# What you are asked to do
Change "puppy's face" to "puppy's head" in everything from the line containing "Find the green" down to the line containing "pixel 499 278", and give back only those lines with nothing else altered.
#### Exercise data ####
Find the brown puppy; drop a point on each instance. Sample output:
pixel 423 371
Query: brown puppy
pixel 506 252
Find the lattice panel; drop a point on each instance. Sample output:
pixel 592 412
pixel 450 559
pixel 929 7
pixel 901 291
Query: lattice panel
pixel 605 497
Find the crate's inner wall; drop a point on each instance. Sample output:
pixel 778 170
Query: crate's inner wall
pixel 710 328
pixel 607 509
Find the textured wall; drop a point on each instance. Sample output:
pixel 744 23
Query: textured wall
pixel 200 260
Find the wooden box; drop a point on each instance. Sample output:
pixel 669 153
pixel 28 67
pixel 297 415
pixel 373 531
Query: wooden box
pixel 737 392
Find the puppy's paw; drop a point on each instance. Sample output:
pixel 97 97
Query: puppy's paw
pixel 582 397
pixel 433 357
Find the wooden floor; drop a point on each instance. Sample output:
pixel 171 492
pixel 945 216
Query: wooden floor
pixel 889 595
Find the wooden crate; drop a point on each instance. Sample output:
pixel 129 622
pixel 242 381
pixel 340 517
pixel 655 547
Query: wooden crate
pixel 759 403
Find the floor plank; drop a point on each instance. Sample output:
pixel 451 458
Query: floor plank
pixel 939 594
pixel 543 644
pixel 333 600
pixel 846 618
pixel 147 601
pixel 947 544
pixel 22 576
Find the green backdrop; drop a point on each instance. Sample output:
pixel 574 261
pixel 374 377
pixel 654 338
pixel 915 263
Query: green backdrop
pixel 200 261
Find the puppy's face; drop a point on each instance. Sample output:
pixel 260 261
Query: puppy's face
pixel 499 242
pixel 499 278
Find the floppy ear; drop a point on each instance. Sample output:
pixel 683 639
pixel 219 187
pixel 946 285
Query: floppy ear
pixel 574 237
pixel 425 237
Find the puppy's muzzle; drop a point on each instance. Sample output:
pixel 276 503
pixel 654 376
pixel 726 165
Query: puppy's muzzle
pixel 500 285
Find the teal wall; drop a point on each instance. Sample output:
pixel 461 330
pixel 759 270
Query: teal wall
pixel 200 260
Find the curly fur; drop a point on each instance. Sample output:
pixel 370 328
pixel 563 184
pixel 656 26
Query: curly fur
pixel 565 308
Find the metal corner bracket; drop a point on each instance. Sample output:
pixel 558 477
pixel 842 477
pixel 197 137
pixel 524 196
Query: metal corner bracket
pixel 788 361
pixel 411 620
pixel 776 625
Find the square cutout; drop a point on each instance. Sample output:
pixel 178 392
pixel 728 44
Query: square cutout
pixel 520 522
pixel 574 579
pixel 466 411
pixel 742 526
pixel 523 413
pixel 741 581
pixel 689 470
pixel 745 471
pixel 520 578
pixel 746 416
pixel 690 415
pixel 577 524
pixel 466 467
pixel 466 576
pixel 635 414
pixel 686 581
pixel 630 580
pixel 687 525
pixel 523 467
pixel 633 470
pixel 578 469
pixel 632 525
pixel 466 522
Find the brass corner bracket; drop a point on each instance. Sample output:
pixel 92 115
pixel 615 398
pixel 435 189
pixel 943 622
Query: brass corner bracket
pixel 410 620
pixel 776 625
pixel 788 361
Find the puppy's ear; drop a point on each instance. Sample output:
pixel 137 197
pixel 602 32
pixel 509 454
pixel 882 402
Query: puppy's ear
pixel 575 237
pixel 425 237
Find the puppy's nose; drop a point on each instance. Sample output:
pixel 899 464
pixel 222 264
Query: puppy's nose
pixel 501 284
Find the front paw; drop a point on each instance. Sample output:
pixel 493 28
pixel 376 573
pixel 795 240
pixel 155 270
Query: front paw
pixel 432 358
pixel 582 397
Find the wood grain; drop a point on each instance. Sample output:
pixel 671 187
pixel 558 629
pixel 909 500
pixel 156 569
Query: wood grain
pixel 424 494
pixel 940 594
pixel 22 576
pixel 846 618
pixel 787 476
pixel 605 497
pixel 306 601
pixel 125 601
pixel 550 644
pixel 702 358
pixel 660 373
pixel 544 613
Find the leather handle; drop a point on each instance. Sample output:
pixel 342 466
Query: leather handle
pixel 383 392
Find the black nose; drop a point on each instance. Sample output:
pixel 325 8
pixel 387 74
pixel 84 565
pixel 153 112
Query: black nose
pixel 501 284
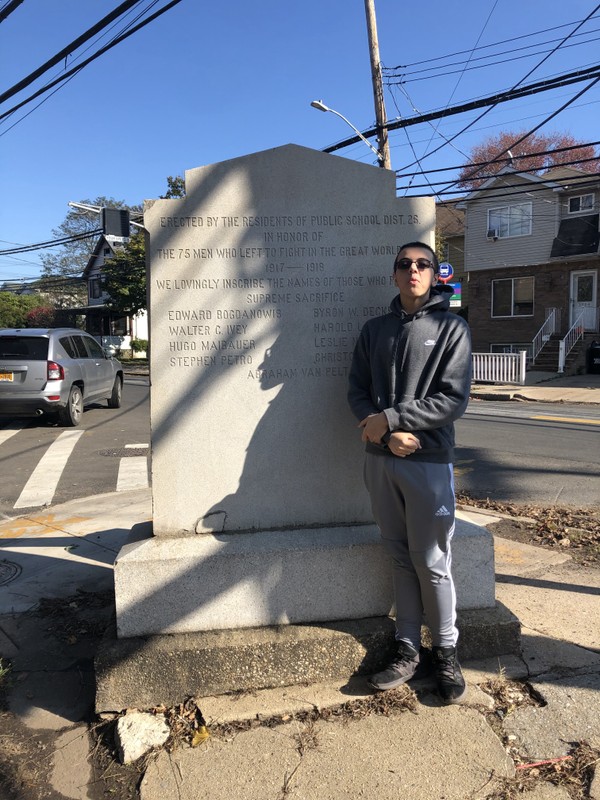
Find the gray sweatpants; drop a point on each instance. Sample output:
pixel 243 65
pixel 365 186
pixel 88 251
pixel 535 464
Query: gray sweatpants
pixel 413 504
####
# Answer to this exercise
Find the green backdrop; drop a point on each instance. Sample output:
pixel 574 261
pixel 374 377
pixel 654 338
pixel 915 263
Query: green backdrop
pixel 200 261
Find the puppy's head; drop a point on each instance. Sample output:
pixel 260 261
Query: puppy's head
pixel 499 242
pixel 499 278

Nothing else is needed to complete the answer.